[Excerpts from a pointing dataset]
════════════════════

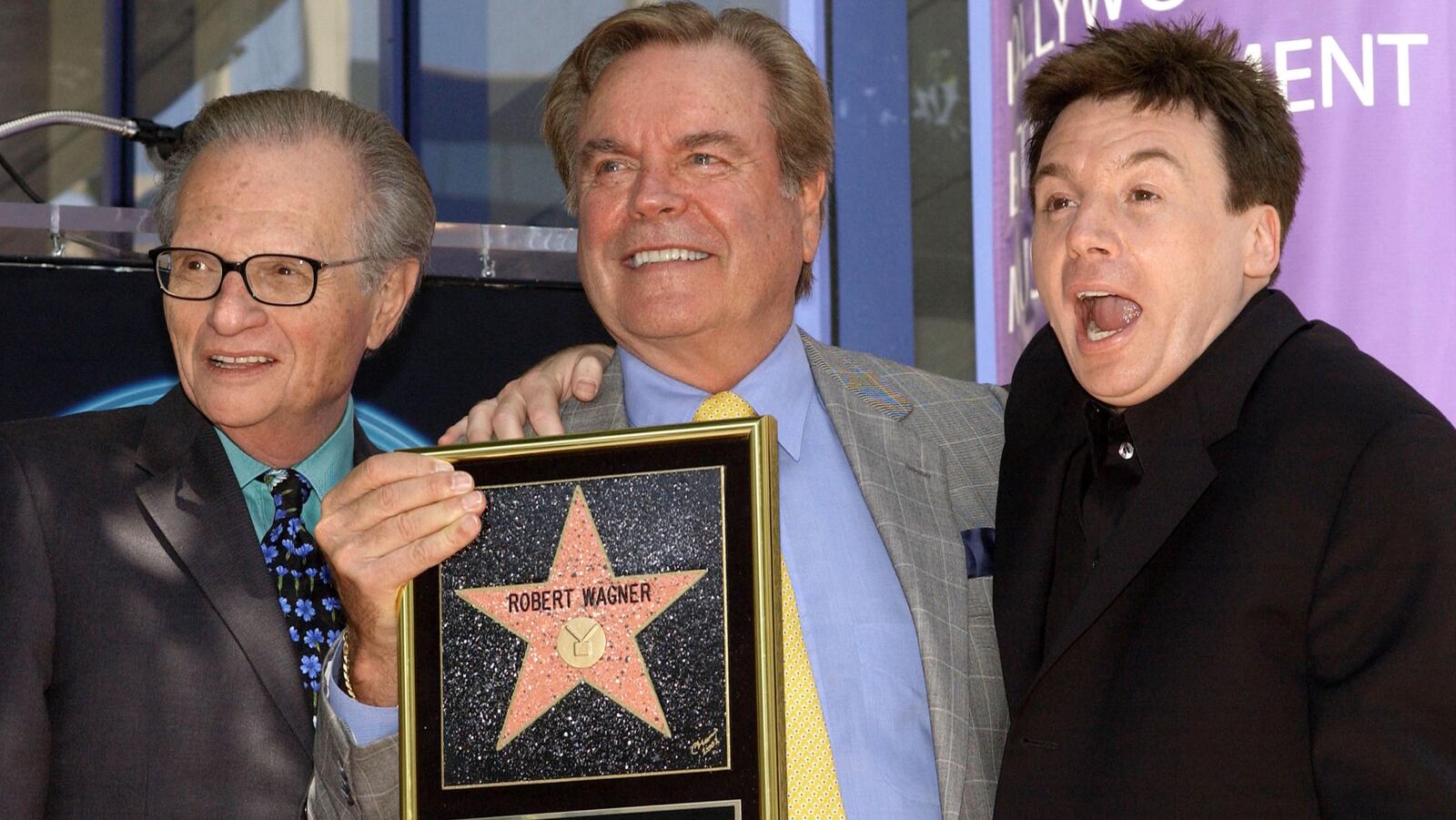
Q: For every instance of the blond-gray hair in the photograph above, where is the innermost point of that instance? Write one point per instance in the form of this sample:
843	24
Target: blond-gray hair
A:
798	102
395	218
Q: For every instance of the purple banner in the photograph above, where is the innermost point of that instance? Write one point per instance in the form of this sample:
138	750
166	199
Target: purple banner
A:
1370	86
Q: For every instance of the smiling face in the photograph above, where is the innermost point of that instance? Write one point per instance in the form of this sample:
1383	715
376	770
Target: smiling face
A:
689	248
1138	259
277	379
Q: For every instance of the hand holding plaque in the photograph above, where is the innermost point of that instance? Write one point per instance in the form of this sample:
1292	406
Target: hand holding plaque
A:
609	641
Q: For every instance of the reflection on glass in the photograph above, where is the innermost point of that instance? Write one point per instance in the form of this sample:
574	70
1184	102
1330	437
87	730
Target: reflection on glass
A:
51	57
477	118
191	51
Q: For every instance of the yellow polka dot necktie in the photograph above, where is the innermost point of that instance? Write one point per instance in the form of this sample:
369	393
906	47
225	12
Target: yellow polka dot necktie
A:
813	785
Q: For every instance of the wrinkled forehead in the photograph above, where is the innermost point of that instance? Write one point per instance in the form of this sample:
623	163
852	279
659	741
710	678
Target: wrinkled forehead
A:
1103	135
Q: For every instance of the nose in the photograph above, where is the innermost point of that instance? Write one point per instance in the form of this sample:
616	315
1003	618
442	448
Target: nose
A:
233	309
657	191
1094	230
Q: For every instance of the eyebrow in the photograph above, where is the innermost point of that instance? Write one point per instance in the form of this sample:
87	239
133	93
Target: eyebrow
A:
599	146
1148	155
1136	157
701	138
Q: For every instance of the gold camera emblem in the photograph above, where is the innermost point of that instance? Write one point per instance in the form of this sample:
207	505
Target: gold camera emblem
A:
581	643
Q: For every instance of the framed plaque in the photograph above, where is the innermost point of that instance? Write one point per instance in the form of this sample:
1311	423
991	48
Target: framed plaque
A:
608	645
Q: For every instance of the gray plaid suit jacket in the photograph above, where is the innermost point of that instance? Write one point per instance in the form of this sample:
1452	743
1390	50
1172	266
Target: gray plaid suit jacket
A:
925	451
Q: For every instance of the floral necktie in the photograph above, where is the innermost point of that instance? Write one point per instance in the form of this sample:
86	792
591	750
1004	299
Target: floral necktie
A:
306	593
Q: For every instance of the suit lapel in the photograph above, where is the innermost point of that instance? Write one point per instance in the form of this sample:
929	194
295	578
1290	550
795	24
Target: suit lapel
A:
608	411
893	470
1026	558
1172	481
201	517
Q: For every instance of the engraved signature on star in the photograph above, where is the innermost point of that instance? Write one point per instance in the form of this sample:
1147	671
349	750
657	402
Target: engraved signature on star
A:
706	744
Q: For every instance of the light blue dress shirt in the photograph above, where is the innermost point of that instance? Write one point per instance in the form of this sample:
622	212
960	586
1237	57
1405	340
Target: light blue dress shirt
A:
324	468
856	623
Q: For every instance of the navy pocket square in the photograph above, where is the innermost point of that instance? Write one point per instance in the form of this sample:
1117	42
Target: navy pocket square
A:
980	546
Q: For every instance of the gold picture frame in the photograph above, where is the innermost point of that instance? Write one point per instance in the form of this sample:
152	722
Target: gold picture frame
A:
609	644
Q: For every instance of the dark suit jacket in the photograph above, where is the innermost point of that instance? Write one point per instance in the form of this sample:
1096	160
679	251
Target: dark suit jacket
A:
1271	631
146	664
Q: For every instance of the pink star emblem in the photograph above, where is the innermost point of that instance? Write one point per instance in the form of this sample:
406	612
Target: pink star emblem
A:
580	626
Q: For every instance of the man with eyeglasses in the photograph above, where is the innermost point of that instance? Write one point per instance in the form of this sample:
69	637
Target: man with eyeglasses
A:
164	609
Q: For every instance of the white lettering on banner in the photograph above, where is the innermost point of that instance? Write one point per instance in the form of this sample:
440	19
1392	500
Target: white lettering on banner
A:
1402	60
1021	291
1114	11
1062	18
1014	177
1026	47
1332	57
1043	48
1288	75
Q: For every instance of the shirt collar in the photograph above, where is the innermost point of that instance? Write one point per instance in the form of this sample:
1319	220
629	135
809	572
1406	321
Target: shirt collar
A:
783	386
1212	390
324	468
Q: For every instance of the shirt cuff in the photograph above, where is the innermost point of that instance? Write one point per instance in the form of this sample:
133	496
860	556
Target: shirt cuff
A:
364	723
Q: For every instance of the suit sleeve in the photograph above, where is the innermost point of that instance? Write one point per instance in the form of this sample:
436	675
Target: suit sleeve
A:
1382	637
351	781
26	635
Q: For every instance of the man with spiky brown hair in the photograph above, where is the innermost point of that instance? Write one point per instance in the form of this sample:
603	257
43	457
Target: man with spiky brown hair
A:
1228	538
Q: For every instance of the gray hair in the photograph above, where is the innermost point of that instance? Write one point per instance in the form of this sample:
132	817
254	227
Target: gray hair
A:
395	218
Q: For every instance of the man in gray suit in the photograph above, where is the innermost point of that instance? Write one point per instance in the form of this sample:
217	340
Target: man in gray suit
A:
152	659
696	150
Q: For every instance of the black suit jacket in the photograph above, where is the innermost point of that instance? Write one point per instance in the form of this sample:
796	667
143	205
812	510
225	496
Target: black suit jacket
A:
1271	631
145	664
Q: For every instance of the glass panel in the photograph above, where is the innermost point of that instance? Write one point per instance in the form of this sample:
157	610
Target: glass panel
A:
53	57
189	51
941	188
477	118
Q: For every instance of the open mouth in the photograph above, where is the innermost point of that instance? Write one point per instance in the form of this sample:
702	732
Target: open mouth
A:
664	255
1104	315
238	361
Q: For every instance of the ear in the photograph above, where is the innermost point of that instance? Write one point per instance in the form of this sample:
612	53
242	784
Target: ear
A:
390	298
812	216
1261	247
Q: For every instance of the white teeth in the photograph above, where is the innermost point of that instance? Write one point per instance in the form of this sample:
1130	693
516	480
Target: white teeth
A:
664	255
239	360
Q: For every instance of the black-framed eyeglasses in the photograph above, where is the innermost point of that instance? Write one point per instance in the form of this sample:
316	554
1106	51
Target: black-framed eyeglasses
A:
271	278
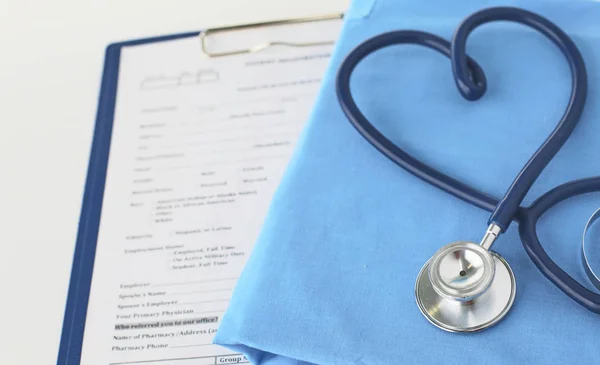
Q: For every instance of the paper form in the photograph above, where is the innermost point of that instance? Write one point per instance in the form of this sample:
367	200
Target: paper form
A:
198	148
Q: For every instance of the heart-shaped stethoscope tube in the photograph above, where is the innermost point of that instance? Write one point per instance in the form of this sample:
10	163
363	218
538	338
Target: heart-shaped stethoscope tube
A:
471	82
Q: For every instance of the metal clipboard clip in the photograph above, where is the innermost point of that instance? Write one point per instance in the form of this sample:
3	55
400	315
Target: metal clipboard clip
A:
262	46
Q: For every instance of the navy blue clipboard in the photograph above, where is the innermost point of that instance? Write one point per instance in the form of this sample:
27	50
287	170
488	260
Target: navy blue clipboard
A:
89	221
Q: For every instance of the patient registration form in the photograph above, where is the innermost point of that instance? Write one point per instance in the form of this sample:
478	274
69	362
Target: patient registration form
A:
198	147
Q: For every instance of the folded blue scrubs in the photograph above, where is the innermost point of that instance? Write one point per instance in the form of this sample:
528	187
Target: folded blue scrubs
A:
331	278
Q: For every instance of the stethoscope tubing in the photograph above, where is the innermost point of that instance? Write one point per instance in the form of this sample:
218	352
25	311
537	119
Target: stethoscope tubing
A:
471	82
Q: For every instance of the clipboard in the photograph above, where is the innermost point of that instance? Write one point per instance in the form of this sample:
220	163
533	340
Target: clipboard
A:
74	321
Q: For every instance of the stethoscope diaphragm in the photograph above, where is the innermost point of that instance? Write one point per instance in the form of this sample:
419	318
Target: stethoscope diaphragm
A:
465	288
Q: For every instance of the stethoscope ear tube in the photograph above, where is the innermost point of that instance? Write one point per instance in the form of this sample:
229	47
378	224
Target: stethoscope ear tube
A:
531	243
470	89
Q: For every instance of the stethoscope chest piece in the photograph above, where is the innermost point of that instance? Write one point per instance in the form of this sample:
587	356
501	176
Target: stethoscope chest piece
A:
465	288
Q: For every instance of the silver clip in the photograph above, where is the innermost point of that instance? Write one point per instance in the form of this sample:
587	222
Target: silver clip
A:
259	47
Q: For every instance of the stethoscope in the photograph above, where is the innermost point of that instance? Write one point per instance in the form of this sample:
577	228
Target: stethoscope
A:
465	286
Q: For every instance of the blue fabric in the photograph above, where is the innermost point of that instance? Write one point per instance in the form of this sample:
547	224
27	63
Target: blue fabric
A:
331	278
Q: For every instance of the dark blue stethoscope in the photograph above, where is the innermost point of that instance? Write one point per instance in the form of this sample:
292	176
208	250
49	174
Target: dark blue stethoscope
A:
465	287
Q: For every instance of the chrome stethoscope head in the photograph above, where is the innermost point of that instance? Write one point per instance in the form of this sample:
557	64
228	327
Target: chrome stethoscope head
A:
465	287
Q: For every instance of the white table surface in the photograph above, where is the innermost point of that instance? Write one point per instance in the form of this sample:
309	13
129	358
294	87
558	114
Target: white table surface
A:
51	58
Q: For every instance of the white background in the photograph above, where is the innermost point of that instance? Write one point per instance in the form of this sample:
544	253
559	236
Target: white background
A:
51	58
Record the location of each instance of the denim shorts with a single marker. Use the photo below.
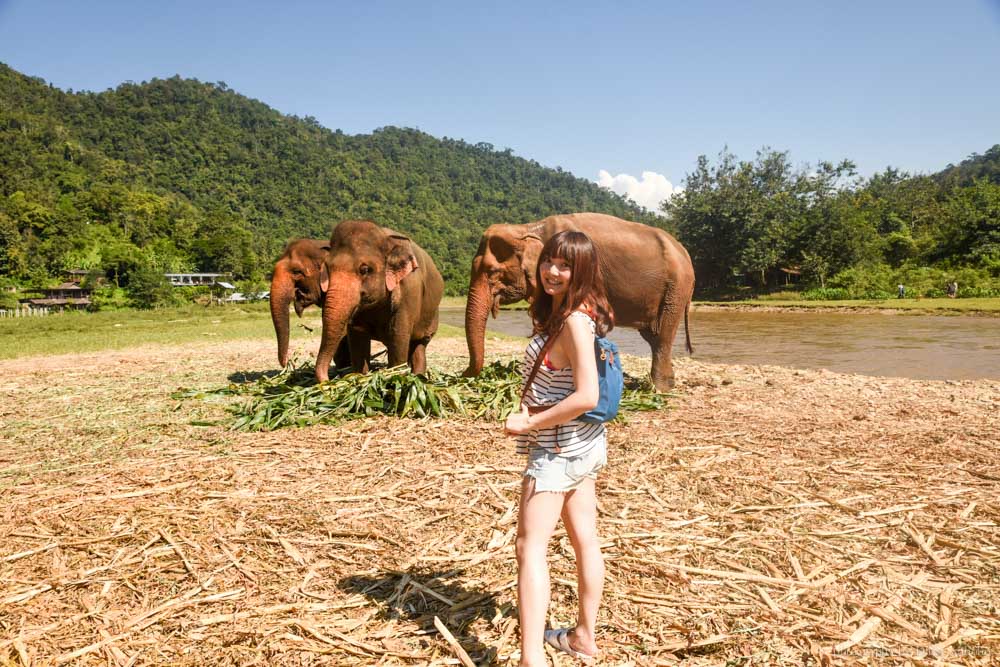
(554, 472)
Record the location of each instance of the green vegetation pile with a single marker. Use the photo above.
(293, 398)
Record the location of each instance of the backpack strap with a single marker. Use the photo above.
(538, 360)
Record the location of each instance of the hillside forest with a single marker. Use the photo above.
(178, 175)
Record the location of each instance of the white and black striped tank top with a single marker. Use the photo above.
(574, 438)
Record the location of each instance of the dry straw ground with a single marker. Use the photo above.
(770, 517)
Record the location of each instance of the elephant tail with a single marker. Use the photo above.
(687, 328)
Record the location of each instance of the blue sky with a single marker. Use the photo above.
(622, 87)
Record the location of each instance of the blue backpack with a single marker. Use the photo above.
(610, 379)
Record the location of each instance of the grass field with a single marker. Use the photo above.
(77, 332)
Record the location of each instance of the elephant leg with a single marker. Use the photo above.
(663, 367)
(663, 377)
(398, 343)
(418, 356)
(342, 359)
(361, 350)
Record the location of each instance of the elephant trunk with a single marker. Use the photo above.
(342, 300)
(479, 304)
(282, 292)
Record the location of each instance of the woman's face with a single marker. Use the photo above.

════════════════════

WHAT YOU HAVE TO DO
Return, word for word, the stretch of the entries from the line containing "Record the location of each instance of the blue backpack" through the end of the entries.

WORKED ANSWER
Record the location of each instance of the blue backpack with a single marker. Use the photo above.
(610, 379)
Record the location of each instance of the grass field with a single marker. Use the photo above.
(77, 332)
Record the location of each instance of the elephant leg with a single marker. Use the photo above.
(663, 367)
(663, 377)
(398, 343)
(418, 356)
(342, 359)
(361, 350)
Record the location of each instance of the elephant trunk with a single marker. Use the photo above.
(342, 300)
(479, 304)
(282, 292)
Record the location of each instance of the woman's face with a single marker. Use the photo above.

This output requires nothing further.